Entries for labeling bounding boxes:
= = = = = = =
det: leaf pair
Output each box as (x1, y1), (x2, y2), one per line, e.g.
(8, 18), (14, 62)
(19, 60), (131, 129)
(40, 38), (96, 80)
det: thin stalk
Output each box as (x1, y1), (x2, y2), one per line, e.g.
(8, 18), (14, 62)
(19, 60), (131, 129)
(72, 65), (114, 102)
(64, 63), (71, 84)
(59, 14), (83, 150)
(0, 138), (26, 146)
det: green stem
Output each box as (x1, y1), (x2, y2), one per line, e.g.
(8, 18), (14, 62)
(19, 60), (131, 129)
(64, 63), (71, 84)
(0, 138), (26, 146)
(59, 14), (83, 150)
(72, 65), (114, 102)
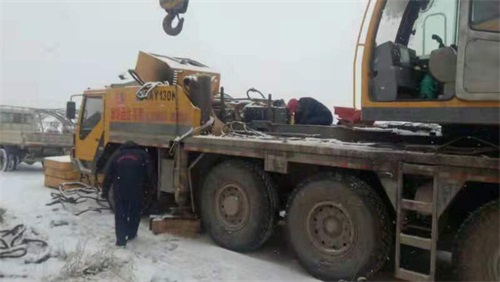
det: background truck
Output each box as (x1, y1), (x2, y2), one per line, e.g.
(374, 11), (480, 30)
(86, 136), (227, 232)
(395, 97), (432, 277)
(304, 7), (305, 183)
(0, 105), (74, 171)
(68, 0), (500, 281)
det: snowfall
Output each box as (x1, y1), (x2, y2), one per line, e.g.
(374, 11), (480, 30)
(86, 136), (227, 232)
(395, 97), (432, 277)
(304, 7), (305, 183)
(0, 164), (406, 281)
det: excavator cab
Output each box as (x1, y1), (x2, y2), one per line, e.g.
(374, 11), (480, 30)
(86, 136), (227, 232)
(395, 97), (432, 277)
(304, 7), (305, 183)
(358, 0), (500, 125)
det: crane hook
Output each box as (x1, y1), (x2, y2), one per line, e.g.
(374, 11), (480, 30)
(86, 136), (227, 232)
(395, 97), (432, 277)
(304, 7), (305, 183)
(163, 13), (184, 36)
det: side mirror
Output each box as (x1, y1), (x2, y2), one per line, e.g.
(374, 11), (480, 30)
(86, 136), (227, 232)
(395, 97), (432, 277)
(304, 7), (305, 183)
(66, 101), (76, 119)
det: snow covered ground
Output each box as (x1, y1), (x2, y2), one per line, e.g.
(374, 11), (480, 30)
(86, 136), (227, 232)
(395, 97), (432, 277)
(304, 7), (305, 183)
(0, 164), (320, 281)
(0, 164), (458, 282)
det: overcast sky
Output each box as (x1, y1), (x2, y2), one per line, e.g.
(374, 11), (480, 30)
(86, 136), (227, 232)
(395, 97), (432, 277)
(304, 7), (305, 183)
(0, 0), (365, 109)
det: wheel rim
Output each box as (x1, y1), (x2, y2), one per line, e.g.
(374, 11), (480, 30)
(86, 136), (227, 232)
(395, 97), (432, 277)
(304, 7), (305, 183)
(307, 202), (355, 255)
(215, 184), (250, 231)
(488, 249), (500, 281)
(0, 149), (9, 171)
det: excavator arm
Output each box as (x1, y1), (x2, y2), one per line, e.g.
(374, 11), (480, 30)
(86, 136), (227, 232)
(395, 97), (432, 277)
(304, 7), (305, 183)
(160, 0), (189, 36)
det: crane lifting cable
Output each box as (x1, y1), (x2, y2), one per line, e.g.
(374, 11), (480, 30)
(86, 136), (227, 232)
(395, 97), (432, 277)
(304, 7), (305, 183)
(160, 0), (189, 36)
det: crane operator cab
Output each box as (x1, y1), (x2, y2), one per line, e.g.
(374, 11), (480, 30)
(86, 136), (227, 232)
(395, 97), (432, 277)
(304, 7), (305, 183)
(362, 0), (500, 125)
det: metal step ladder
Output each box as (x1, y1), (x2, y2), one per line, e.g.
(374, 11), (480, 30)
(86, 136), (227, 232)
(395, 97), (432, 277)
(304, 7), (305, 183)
(395, 163), (439, 281)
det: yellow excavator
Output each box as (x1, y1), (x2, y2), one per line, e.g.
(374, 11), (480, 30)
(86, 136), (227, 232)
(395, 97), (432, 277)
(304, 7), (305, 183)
(160, 0), (500, 136)
(67, 0), (500, 281)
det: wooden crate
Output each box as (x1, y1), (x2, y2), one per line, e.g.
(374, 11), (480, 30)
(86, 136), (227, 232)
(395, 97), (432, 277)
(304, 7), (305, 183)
(43, 156), (80, 188)
(149, 216), (201, 238)
(45, 167), (80, 181)
(44, 175), (80, 189)
(43, 156), (74, 171)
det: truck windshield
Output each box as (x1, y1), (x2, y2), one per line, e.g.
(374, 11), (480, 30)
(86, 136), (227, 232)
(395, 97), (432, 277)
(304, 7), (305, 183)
(80, 97), (103, 138)
(375, 0), (408, 46)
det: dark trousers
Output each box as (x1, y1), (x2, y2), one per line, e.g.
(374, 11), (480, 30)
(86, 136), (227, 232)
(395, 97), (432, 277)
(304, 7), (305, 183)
(114, 195), (141, 246)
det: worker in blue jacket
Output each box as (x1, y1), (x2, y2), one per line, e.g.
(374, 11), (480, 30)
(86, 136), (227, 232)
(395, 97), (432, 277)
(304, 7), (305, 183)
(287, 97), (333, 125)
(102, 141), (153, 247)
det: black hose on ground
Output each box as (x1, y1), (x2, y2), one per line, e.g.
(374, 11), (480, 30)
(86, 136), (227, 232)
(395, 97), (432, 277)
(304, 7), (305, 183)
(0, 224), (50, 263)
(45, 182), (110, 216)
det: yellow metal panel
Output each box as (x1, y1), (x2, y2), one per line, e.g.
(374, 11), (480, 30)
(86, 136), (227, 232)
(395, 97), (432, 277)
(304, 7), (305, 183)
(104, 86), (201, 143)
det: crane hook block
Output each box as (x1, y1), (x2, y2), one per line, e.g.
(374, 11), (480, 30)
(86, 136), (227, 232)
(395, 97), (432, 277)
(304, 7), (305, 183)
(163, 13), (184, 36)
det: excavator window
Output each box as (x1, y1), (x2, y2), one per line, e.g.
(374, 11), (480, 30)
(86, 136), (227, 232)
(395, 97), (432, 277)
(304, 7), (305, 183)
(470, 0), (500, 32)
(370, 0), (459, 102)
(80, 97), (103, 139)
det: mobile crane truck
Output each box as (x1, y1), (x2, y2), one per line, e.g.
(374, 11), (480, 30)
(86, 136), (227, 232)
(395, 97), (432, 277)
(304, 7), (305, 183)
(67, 0), (500, 281)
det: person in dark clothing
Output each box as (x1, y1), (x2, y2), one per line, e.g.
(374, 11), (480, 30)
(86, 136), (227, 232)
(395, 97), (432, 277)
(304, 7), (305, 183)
(101, 141), (153, 246)
(288, 97), (333, 125)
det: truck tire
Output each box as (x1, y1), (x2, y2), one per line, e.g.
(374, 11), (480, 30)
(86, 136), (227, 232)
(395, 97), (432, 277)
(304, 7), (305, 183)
(286, 173), (393, 281)
(8, 154), (19, 171)
(0, 149), (9, 171)
(453, 200), (500, 281)
(200, 160), (278, 252)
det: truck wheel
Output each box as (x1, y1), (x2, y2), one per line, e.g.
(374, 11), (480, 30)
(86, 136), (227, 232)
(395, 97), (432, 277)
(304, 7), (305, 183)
(453, 200), (500, 281)
(286, 173), (393, 281)
(201, 160), (278, 252)
(0, 149), (9, 171)
(8, 154), (19, 171)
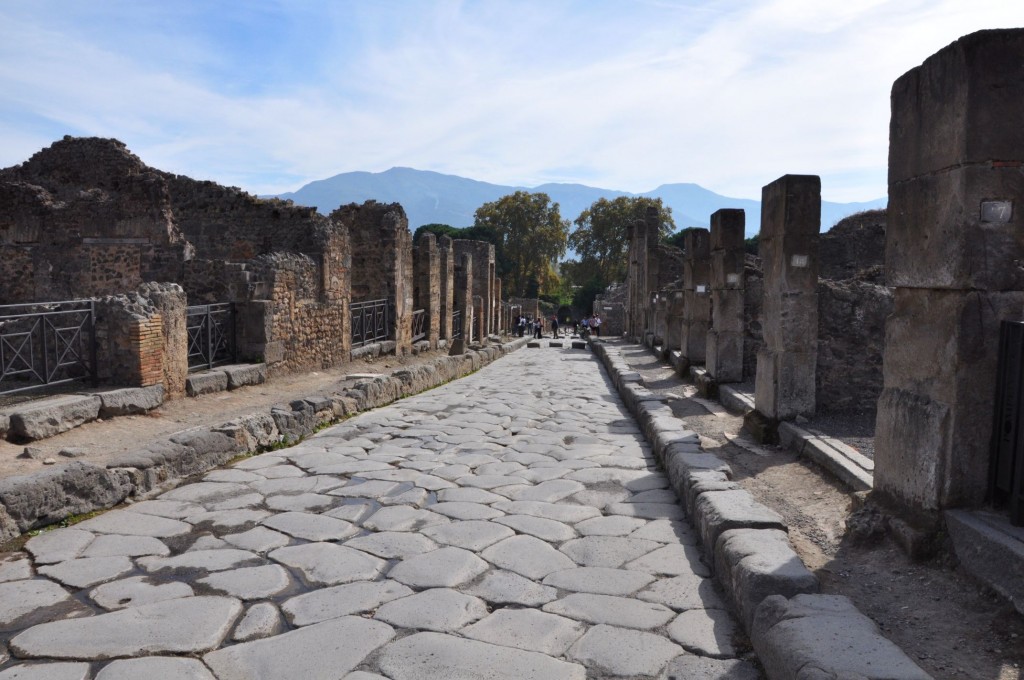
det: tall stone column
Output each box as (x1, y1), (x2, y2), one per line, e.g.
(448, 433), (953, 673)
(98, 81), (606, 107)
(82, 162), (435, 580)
(874, 29), (1024, 520)
(679, 228), (711, 371)
(754, 175), (821, 430)
(705, 209), (746, 383)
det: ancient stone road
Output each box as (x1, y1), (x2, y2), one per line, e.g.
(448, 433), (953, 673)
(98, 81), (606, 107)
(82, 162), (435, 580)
(0, 343), (758, 680)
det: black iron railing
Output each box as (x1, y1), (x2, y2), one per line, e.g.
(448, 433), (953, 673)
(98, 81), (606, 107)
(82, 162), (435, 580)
(349, 298), (391, 347)
(185, 302), (236, 371)
(0, 300), (96, 394)
(413, 309), (427, 342)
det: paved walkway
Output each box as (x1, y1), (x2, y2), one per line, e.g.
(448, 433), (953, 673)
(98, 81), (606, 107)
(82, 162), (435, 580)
= = = = = = =
SET TASK »
Return, word for word, the lines that begin with the one containing "det: ancient stone road" and run through the last of the lines above, including both of those lines.

SOLUTION TO THIS EXERCISE »
det: ancient stone road
Output each box as (x1, y1), (x2, y2), one per line, e.g.
(448, 433), (953, 673)
(98, 81), (606, 107)
(82, 162), (435, 580)
(0, 343), (758, 680)
det: black iron railing
Output each box as (x1, y1), (x2, y2), one per line, e.g.
(448, 433), (953, 673)
(98, 81), (606, 107)
(82, 162), (435, 580)
(349, 298), (391, 347)
(185, 302), (236, 371)
(0, 300), (96, 394)
(413, 309), (427, 342)
det: paved walkway
Output each box as (x1, y1), (x2, y2), one per line, e.g.
(448, 433), (953, 673)
(98, 81), (606, 107)
(82, 162), (435, 580)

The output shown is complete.